Start Ogłoszenia III liga Udany debiutancki sezon
Udany debiutancki sezon PDF Drukuj Email

Po 12 latach przerwy pod nową banderą seniorska koszykówka powróciła do Chełmna. Patrząc na wyniki Sketa Chełmno oraz zainteresowanie kibiców i sponsorów śmiało można stwierdzić, że był to powrót potrzebny.

W zeszłym roku Tadeusz Gzella wraz z zarządem ChTK "Sket” Chełmno postanowili reaktywować seniorski basket w Chełmnie.

- Dorosła koszykówka ostatnio gościła u nas w 1997 roku - przypomina trener Tadeusz Gzella. - Graliśmy pod szyldem CHKK Chełmno. Potem przeniosłem się z zawodnikami do Polpaku Świecie. W zeszłym roku podjęliśmy się próby odbudowy i dziś mogę powiedzieć, że był to słuszny krok.

Drużynę Sketa oparto na zawodnikach grających w Chełmińskiej Lidze Koszykówki tj.: Patryk Brzóskowski, Daniel Więdłocha, Michał Ratowski, Damian Strzelecki, Marcin Kaczmarek, Łukasz Łowicki, Michał Schreiber, Dawid Rudnik. Skład uzupełnili wychowankowie Tadeusza Gzelli ze Świecia.

★ ★ ★ ★

▶ [ZADANIA DO WYKONANIA]:
1. Wypisz z tekstu o koszykówce w Chełmnie fragment, który otwierają słowa zawierające „- Dorosła koszykówka”, a zamykają „to słuszny krok.”.
2. W którym roku, według tekstu o koszykówce w Chełmnie, dorosła koszykówka ostatnio gościła w tym mieście?
3. Napisz dalszy ciąg tekstu o koszykówce w Chełmnie, zaczynając zaraz po jego ostatnim zdaniu.
Wiersze umieszczone dalej są odrębnym materiałem, niezależnym od tekstu o koszykówce w Chełmnie.

★ ★ ★ ★

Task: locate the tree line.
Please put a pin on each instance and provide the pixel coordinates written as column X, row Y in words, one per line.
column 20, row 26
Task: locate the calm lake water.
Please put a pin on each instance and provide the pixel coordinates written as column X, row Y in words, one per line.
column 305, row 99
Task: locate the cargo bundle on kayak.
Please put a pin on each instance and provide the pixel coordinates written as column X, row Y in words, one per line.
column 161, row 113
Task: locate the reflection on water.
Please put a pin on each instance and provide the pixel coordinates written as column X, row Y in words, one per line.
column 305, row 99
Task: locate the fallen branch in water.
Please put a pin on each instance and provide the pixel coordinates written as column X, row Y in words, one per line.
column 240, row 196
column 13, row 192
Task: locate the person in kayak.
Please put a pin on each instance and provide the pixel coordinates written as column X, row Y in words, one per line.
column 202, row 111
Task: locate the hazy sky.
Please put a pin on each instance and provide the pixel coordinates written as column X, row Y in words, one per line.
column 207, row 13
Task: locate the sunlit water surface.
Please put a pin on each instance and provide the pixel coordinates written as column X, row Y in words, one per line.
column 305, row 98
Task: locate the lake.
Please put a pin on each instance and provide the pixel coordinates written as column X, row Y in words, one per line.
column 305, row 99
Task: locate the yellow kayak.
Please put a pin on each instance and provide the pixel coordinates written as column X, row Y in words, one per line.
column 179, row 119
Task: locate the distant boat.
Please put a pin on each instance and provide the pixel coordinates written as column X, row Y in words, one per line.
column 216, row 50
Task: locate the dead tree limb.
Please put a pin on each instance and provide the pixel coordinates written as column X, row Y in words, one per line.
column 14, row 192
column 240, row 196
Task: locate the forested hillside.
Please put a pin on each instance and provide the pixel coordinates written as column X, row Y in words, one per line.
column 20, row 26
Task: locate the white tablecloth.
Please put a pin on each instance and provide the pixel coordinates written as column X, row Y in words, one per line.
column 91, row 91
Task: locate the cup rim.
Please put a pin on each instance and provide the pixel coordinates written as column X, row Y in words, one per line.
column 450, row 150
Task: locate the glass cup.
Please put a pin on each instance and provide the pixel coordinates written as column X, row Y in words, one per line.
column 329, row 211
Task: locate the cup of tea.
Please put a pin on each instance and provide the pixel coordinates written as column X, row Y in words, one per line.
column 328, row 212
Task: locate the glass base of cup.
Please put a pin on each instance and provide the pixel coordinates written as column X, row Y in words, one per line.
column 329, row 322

★ ★ ★ ★

▶ [WYNIKI ZADAŃ]:
1.
- Dorosła koszykówka ostatnio gościła u nas w 1997 roku - przypomina trener Tadeusz Gzella. - Graliśmy pod szyldem CHKK Chełmno. Potem przeniosłem się z zawodnikami do Polpaku Świecie. W zeszłym roku podjęliśmy się próby odbudowy i dziś mogę powiedzieć, że był to słuszny krok.

2. W 1997 roku.

3.
- Poza Michałem Schreiberem i Danielem Więdłochą pozostali zawodnicy nie grali w III lidze - mówi Tadeusz Gzella. - Początki były trudne. Byliśmy ofiarą terminarza, bo już na starcie musieliśmy grać z czołowymi zespołami z Inowrocławia i Świecia. Z Domino przegraliśmy wysoko 61:91, ale już w derbach z KK Świecie toczyliśmy wyrównany pojedynek. Przegraliśmy tylko 9 punktami.

Sket historyczne zwycięstwo odniósł w 4. kolejce, gdy pokonał we własnej hali Słowaka Kruszwica 102:76. Ogólnie w 1. rundzie chełmnianie płacili frycowe, o czym świadczą trzy porażki różnicą 2-5 punktów.

Posiłki z Torunia

Na początku grudnia drużynę wzmocnili torunianie Tomasz Sadowski i Paweł Tołodziecki, mający za sobą występy w III lidze. To było dobre posunięcie zarządu klubu, bo od tej pory Sket stał się trzecią siłą ligi. W rundzie rewanżowej przegrał tylko z KK Świecie 56:72 i Domino 70:83. Pozostałe spotkania wygrywał zdecydowanie. Ostatecznie debiutancki sezon drużyna z Chełmna ukończyła na 4. miejscu z 25 pkt (bilans: 9 zwycięstw, 7 porażek).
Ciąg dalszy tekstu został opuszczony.